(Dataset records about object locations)
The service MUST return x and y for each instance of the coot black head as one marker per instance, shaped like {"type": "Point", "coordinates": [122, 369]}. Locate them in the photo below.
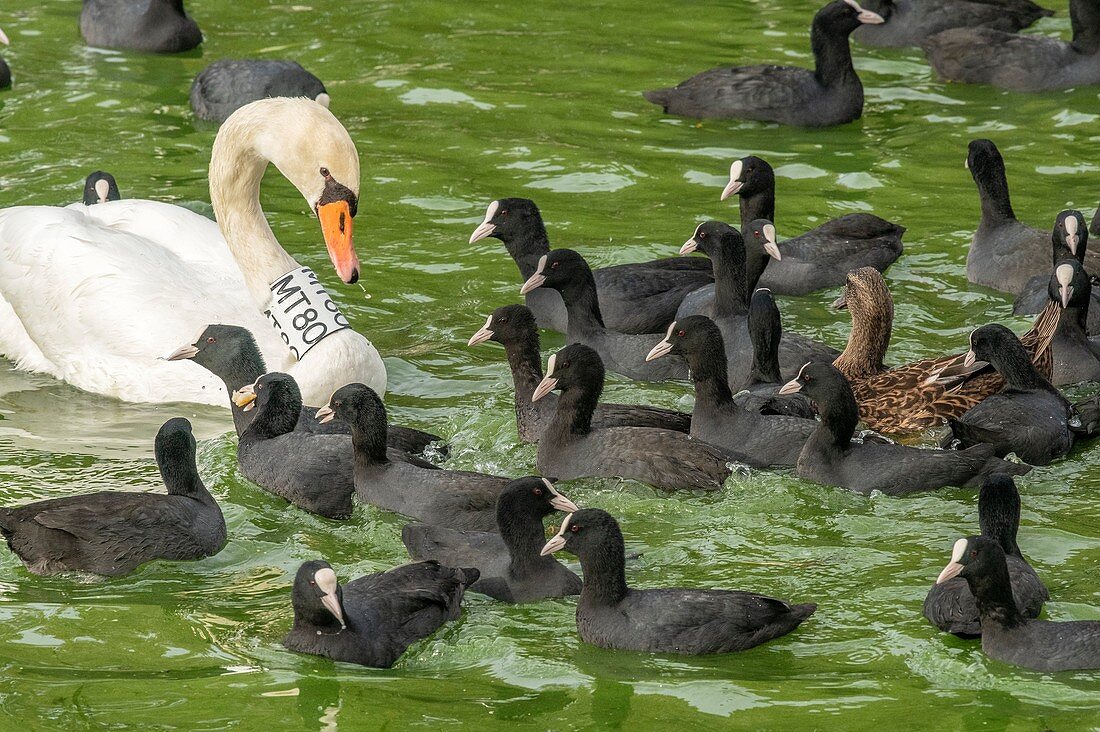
{"type": "Point", "coordinates": [843, 17]}
{"type": "Point", "coordinates": [575, 367]}
{"type": "Point", "coordinates": [587, 533]}
{"type": "Point", "coordinates": [999, 512]}
{"type": "Point", "coordinates": [222, 350]}
{"type": "Point", "coordinates": [557, 270]}
{"type": "Point", "coordinates": [175, 456]}
{"type": "Point", "coordinates": [530, 496]}
{"type": "Point", "coordinates": [358, 405]}
{"type": "Point", "coordinates": [1070, 233]}
{"type": "Point", "coordinates": [509, 324]}
{"type": "Point", "coordinates": [276, 400]}
{"type": "Point", "coordinates": [1069, 284]}
{"type": "Point", "coordinates": [717, 240]}
{"type": "Point", "coordinates": [828, 389]}
{"type": "Point", "coordinates": [100, 187]}
{"type": "Point", "coordinates": [317, 598]}
{"type": "Point", "coordinates": [507, 218]}
{"type": "Point", "coordinates": [749, 176]}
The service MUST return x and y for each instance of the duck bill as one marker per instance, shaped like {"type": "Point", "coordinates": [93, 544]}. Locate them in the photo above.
{"type": "Point", "coordinates": [244, 397]}
{"type": "Point", "coordinates": [183, 352]}
{"type": "Point", "coordinates": [545, 388]}
{"type": "Point", "coordinates": [337, 226]}
{"type": "Point", "coordinates": [484, 229]}
{"type": "Point", "coordinates": [534, 282]}
{"type": "Point", "coordinates": [792, 386]}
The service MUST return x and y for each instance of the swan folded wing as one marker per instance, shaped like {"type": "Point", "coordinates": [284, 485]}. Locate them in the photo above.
{"type": "Point", "coordinates": [102, 305]}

### Given task
Return the material word for word. Pictures are not part of the copy.

### Result of this exercise
The service MUST return x and y for each instance of the coot black head as one marker per instance, shaped like {"type": "Point", "coordinates": [122, 369]}. Locate them in the photo below.
{"type": "Point", "coordinates": [843, 17]}
{"type": "Point", "coordinates": [575, 367]}
{"type": "Point", "coordinates": [587, 533]}
{"type": "Point", "coordinates": [999, 512]}
{"type": "Point", "coordinates": [222, 350]}
{"type": "Point", "coordinates": [557, 270]}
{"type": "Point", "coordinates": [175, 456]}
{"type": "Point", "coordinates": [530, 496]}
{"type": "Point", "coordinates": [358, 405]}
{"type": "Point", "coordinates": [1070, 233]}
{"type": "Point", "coordinates": [509, 324]}
{"type": "Point", "coordinates": [276, 400]}
{"type": "Point", "coordinates": [1069, 284]}
{"type": "Point", "coordinates": [717, 240]}
{"type": "Point", "coordinates": [828, 389]}
{"type": "Point", "coordinates": [100, 187]}
{"type": "Point", "coordinates": [317, 598]}
{"type": "Point", "coordinates": [507, 218]}
{"type": "Point", "coordinates": [749, 176]}
The service MUST return x and y for each instance of the duck bill as one marker per instance, shaped like {"type": "Point", "coordinates": [93, 544]}. Locate them in the photo above.
{"type": "Point", "coordinates": [244, 397]}
{"type": "Point", "coordinates": [183, 352]}
{"type": "Point", "coordinates": [545, 388]}
{"type": "Point", "coordinates": [337, 226]}
{"type": "Point", "coordinates": [484, 229]}
{"type": "Point", "coordinates": [534, 282]}
{"type": "Point", "coordinates": [792, 386]}
The service MUST return x and y for each instance of the swan folded wing as one marker per instance, shaped like {"type": "Point", "coordinates": [284, 485]}. Locate them in the photo above.
{"type": "Point", "coordinates": [102, 305]}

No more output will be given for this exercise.